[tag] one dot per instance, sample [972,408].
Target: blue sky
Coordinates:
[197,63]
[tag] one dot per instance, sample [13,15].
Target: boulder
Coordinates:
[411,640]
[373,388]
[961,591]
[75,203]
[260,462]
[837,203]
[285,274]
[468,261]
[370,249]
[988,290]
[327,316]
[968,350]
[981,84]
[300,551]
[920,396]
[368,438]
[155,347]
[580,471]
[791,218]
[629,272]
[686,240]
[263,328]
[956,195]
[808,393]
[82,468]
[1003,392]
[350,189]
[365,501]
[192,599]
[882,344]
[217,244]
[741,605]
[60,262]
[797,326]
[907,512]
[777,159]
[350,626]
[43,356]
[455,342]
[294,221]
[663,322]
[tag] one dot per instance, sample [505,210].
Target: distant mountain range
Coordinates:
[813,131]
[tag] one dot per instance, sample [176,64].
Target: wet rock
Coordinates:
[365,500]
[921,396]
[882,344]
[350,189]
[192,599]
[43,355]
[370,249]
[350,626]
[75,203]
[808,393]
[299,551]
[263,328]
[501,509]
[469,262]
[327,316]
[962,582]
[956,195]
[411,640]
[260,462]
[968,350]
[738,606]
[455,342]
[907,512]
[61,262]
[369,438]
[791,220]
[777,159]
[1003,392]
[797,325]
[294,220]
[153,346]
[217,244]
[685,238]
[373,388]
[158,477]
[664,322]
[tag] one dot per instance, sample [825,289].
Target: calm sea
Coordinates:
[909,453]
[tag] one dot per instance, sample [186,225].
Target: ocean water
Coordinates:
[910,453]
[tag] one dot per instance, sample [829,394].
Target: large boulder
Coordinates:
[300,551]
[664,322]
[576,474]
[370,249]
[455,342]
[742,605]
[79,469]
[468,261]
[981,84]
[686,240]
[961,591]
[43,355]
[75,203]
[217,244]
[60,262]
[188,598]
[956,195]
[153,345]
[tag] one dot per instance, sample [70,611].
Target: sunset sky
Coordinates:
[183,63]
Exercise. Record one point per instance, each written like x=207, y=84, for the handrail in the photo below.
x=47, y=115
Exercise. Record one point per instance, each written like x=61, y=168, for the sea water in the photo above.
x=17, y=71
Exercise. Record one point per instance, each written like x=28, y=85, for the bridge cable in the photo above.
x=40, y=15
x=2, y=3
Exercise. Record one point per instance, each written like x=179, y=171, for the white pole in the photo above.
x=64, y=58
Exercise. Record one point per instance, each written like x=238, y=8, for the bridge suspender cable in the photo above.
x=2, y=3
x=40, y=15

· · · · ·

Your output must be an exact copy of every entry.

- TASK RESPONSE -
[tag] one dot per instance, sample [972,408].
Target: blue sky
Coordinates:
[197,63]
[tag] one dot per instance, sample [13,15].
Target: boulder
Coordinates:
[411,640]
[373,388]
[961,591]
[75,203]
[260,462]
[837,203]
[285,274]
[468,261]
[370,249]
[988,290]
[327,316]
[968,350]
[981,84]
[300,551]
[920,396]
[368,438]
[155,347]
[580,471]
[791,218]
[629,272]
[686,240]
[263,328]
[956,195]
[808,393]
[82,468]
[1003,392]
[350,189]
[365,501]
[192,599]
[882,344]
[217,244]
[741,605]
[60,262]
[797,326]
[907,512]
[777,159]
[350,626]
[43,356]
[455,342]
[294,221]
[663,322]
[tag] one dot per instance, sample [505,210].
Target: distant mountain range
Coordinates:
[813,131]
[tag] one dot per instance, sample [176,64].
Target: wet rock
Coordinates:
[365,500]
[921,396]
[882,344]
[350,189]
[192,599]
[43,355]
[370,249]
[350,626]
[75,203]
[808,393]
[299,551]
[263,328]
[501,509]
[469,262]
[327,316]
[962,582]
[956,195]
[411,640]
[260,462]
[968,350]
[738,606]
[455,342]
[907,512]
[61,262]
[369,438]
[791,220]
[777,159]
[1003,392]
[797,325]
[294,220]
[153,346]
[217,244]
[685,238]
[373,388]
[158,477]
[664,322]
[tag] one dot per instance, sample [825,289].
Target: calm sea
Coordinates:
[909,453]
[tag] one dot per instance, sample [186,225].
Target: ocean water
Coordinates:
[910,453]
[tag] one dot per instance, sample [829,394].
Target: large boulder
Coordinates:
[300,551]
[664,322]
[576,474]
[370,249]
[455,342]
[742,605]
[79,469]
[468,261]
[981,84]
[686,240]
[961,591]
[43,355]
[75,203]
[217,244]
[60,262]
[188,598]
[956,195]
[153,345]
[tag] one dot per instance, sample [70,611].
Target: sunset sky
Coordinates:
[183,63]
Exercise. Record one point per instance, each written like x=207, y=84, for the handrail in the photo below.
x=47, y=115
Exercise. Record one point per instance, each written like x=61, y=168, for the sea water in the photo above.
x=17, y=71
Exercise. Record one point per instance, each written like x=28, y=85, for the bridge cable in the photo above.
x=40, y=15
x=2, y=3
Exercise. Record one point per instance, each written like x=179, y=171, for the white pole in the photo above.
x=64, y=58
Exercise. Record one point per instance, each written like x=238, y=8, for the bridge suspender cable in the photo above.
x=2, y=3
x=40, y=15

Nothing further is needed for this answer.